-- START OF Given data --
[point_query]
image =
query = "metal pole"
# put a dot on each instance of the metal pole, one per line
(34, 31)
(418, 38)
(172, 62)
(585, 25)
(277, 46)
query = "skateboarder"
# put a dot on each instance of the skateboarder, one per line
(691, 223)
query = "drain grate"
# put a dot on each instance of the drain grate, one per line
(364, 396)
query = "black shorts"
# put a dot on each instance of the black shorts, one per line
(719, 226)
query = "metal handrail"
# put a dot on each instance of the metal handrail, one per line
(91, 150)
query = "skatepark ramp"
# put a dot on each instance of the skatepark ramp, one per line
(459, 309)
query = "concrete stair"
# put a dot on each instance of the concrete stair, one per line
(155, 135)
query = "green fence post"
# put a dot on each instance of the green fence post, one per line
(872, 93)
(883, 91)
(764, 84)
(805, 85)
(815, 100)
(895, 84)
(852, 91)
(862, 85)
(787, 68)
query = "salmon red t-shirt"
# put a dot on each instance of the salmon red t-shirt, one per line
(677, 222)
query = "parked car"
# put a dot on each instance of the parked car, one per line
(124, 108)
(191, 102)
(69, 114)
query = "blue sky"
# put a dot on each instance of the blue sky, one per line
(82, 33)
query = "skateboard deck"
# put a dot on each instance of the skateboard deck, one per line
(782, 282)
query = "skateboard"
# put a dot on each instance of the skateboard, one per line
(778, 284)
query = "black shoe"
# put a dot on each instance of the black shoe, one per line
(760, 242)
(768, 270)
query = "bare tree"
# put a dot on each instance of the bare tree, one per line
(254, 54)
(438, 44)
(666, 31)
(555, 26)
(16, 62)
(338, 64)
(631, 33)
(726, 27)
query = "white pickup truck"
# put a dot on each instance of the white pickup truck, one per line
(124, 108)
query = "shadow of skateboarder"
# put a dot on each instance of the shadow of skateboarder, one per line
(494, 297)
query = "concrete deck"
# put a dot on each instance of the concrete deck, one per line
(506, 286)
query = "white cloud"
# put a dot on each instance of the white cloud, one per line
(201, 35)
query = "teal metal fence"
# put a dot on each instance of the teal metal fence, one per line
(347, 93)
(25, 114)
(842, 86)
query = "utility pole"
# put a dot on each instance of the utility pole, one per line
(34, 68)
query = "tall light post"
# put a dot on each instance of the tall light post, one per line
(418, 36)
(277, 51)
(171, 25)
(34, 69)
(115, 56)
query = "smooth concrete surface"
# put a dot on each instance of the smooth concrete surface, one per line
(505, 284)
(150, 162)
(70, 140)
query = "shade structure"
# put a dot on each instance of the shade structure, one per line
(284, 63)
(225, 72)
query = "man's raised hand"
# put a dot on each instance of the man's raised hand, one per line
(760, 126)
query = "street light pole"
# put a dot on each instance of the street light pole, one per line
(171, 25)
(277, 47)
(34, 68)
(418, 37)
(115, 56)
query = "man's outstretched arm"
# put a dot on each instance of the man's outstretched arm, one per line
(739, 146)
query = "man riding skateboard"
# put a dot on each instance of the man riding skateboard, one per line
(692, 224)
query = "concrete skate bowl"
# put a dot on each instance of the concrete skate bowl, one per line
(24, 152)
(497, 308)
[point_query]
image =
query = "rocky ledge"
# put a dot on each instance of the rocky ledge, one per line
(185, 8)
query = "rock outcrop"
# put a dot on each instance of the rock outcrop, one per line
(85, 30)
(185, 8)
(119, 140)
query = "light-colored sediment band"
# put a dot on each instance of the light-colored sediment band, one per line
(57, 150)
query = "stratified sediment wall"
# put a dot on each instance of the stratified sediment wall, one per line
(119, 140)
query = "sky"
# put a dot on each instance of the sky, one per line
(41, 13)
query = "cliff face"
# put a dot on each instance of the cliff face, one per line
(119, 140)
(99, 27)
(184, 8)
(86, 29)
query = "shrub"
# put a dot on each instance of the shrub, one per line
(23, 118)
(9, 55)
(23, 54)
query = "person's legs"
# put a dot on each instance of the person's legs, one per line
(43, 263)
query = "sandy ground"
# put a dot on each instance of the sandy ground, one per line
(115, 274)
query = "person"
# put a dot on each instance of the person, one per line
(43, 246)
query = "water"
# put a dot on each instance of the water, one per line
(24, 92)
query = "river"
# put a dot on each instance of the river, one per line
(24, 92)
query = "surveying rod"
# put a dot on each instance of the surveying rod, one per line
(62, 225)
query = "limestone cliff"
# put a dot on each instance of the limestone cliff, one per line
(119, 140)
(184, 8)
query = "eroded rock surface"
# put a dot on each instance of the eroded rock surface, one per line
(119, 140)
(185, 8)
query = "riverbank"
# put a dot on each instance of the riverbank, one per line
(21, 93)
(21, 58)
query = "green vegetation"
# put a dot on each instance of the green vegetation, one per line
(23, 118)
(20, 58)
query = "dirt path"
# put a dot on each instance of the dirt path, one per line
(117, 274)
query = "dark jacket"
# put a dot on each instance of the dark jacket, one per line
-- END OF Given data --
Your task is to print the whole listing again exactly.

[point_query]
image =
query = "metal pole"
# put a dot on each instance of the metal pole, one per line
(34, 31)
(418, 38)
(172, 62)
(585, 25)
(277, 46)
query = "skateboarder"
# put a dot on each instance of the skateboarder, one per line
(691, 223)
query = "drain grate"
# put a dot on each instance of the drain grate, one per line
(364, 396)
query = "black shorts"
# put a dot on each instance of the black shorts, one per line
(719, 226)
query = "metal handrail"
# put a dot on each instance of the metal handrail, one per line
(91, 150)
query = "skatepark ramp"
# put a dot on each instance of the skatepark ramp, one per line
(459, 309)
query = "concrete stair"
# put a dot on each instance of the concrete stair, one per line
(155, 135)
query = "green fence post"
# put a dot on each instance of the green fence post, one per line
(872, 93)
(883, 91)
(764, 84)
(805, 85)
(815, 100)
(895, 84)
(852, 91)
(862, 85)
(787, 68)
query = "salmon red t-shirt"
# put a dot on each instance of the salmon red t-shirt, one per line
(677, 222)
query = "parked car"
# put a dot on each instance of the parked car, one per line
(124, 108)
(191, 102)
(69, 114)
query = "blue sky"
# put a dot on each instance of the blue sky, one per line
(82, 33)
query = "skateboard deck"
# put a dot on each instance of the skateboard deck, one per line
(782, 282)
query = "skateboard"
# put a dot on each instance of the skateboard, one per line
(778, 284)
query = "black shoe"
# put a dot on each instance of the black shoe, one per line
(760, 242)
(768, 270)
query = "bare tree"
# put a dot on each instance of the bare tree, one per line
(254, 54)
(438, 44)
(666, 31)
(555, 26)
(16, 62)
(338, 64)
(631, 33)
(726, 27)
query = "white pickup truck"
# put a dot on each instance of the white pickup truck, one per line
(124, 108)
query = "shadow of skateboarder"
# put a dot on each instance of the shadow of skateboarder, one per line
(494, 297)
query = "concrete deck"
# put a dot on each instance of the concrete deck, one per line
(506, 286)
query = "white cloud"
# put a dot on each instance of the white cloud, one per line
(201, 35)
query = "teal metal fence"
# put a dot on each instance of the teal metal fence, one per line
(347, 93)
(25, 114)
(842, 86)
query = "utility pole"
# put a dot on each instance of the utility pole, one per line
(34, 68)
query = "tall light post"
# put a dot on each instance of the tall light post, one per line
(418, 36)
(277, 51)
(171, 25)
(34, 69)
(115, 56)
query = "smooth concrete surface"
# put a dot on each instance of the smooth concrete surface, one per line
(505, 284)
(150, 162)
(70, 140)
query = "shade structure"
# put a dot on each instance of the shade structure, one per line
(284, 63)
(225, 72)
query = "man's raised hand"
# put a dot on each instance of the man's raised hand, one per line
(760, 126)
query = "street light pole"
# put a dot on each instance of the street light pole, one per line
(171, 25)
(277, 47)
(34, 68)
(418, 37)
(115, 56)
query = "man's outstretched arm"
# put a dot on each instance of the man's outstretched arm, one per line
(739, 146)
query = "man riding skateboard"
# put a dot on each instance of the man riding skateboard, one per line
(692, 224)
query = "concrete skate bowl"
# put a dot on each instance of the concrete skate bowl, one per line
(24, 152)
(497, 308)
[point_query]
image =
query = "rocky ledge"
# put a dot on each instance of the rocky ledge, one per line
(185, 8)
query = "rock outcrop"
# put a dot on each instance of the rock outcrop, one per line
(85, 30)
(185, 8)
(119, 140)
query = "light-colored sediment band"
# put a dot on each instance of the light-colored sediment band, one per line
(57, 150)
query = "stratified sediment wall"
# put a dot on each instance of the stratified sediment wall, one per line
(119, 140)
query = "sky"
# put a dot on each instance of the sky, one per line
(41, 13)
query = "cliff face"
# put a dot on each instance of the cliff face, one per line
(119, 140)
(99, 27)
(184, 8)
(86, 29)
query = "shrub"
# put a dot on each instance of the shrub, one per line
(23, 118)
(9, 55)
(23, 54)
query = "person's legs"
# put a dot on each instance of the person's legs, one per line
(43, 263)
query = "sandy ground"
# put a dot on each instance of the sandy ground, one per line
(115, 274)
query = "person"
# put a dot on each instance of the person, one per line
(43, 246)
query = "water"
# put a dot on each instance of the water, one per line
(24, 92)
query = "river"
# put a dot on each instance of the river, one per line
(24, 92)
query = "surveying rod"
# put a dot on each instance of the surveying rod, one per line
(62, 225)
query = "limestone cliff"
# put a dot on each instance of the limestone cliff, one per line
(119, 140)
(184, 8)
query = "eroded rock surface"
# put a dot on each instance of the eroded rock surface, one per line
(119, 140)
(185, 8)
query = "riverbank"
# put a dot on each instance of the riverbank, one per line
(21, 93)
(21, 58)
query = "green vegetation"
# put a dot on each instance of the green vegetation, one per line
(23, 118)
(20, 58)
query = "dirt path"
# put a dot on each instance of the dirt path, one per line
(117, 274)
query = "dark jacket"
# put a dot on each instance of the dark jacket, one per line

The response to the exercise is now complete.